| EXERCISE TEXT |
Black History Month (Virtual) Celebration
RMS February/March 2021
Background: 2020 marked Rutland Middle School’s first ever Black History Month Celebration, which was a live performance featuring student artwork, music, and poetry. In the midst of the pandemic, we knew our celebration would look different this year. In January 2021, Social Studies teacher, Katie Geno, and Music teacher, Allie Griffiths, organized a committee of 10+ students who were interested in producing this year’s BHM Celebration.
Process: Over the course of January and February 2021, students met at least weekly and oftentimes outside of school to create a program that was powerful and educational to share with their peers and the community. They wanted to feature the message “Know Justice, Know Peace.” As teachers, we siphoned their knowledge, curiosities, and talents into a plan to create a virtual celebration video. Throughout the committee meetings, students engaged with poetry, art, and music ranging from the antebellum years to the Civil Rights Movement to the protests of Summer 2020. We sifted through work from multiple eras and genres of the African American diaspora and settled on what the students thought was most important: that American history IS Black history. The students were particularly fascinated by Billie Holiday and “Strange Fruit”–the first protest song of the Civil Rights Movement. They debated on the tone they wanted to set, some worrying that too much solemnity would disengage some viewers; what resulted is a mixture of sorrow, joy, and hope.

| COLLECTED MATERIAL |
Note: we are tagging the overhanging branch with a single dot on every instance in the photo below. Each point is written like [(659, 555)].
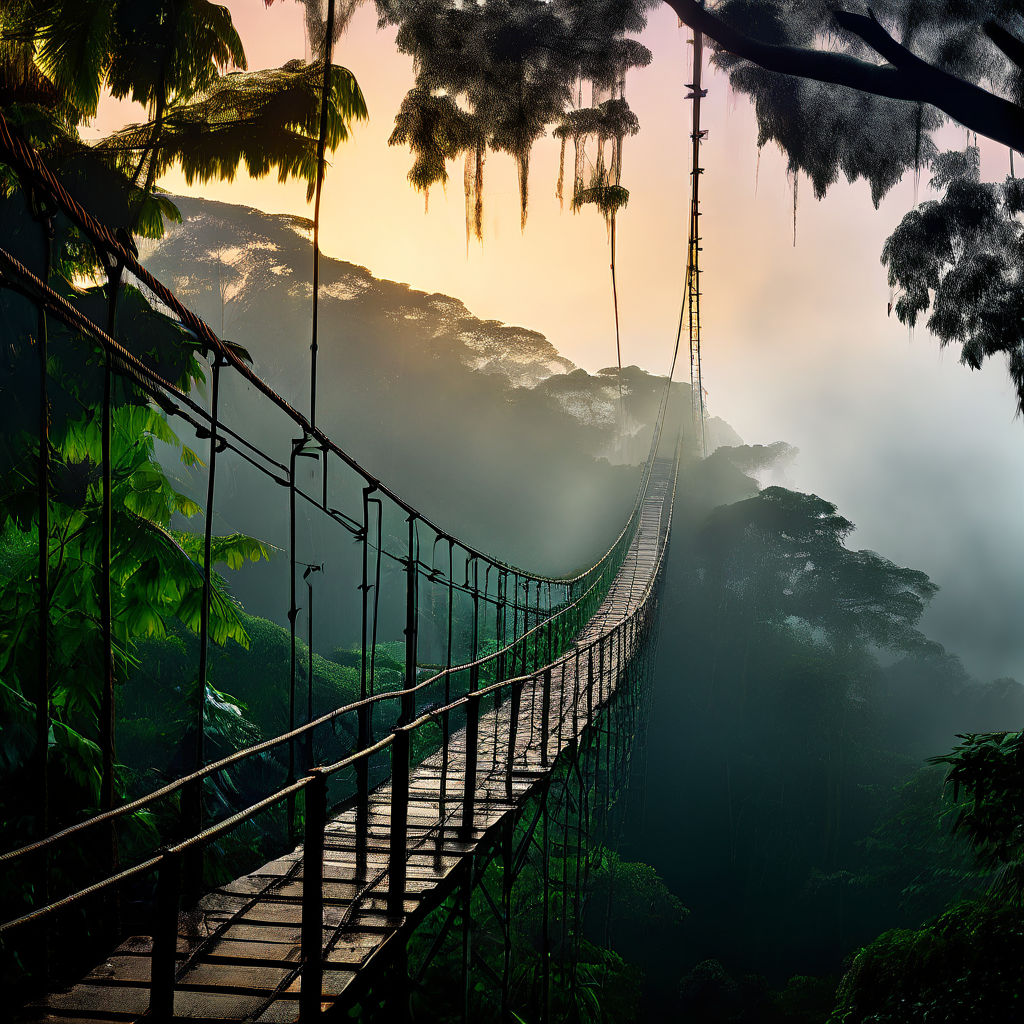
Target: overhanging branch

| INSTRUCTIONS FOR THE TASK |
Retype the part of the Black History Month celebration text above that begins at the words "Black History Month (Virtual)" and ends after the words "year’s BHM Celebration.".

| OUTPUT BELOW |
Black History Month (Virtual) Celebration
RMS February/March 2021
Background: 2020 marked Rutland Middle School’s first ever Black History Month Celebration, which was a live performance featuring student artwork, music, and poetry. In the midst of the pandemic, we knew our celebration would look different this year. In January 2021, Social Studies teacher, Katie Geno, and Music teacher, Allie Griffiths, organized a committee of 10+ students who were interested in producing this year’s BHM Celebration.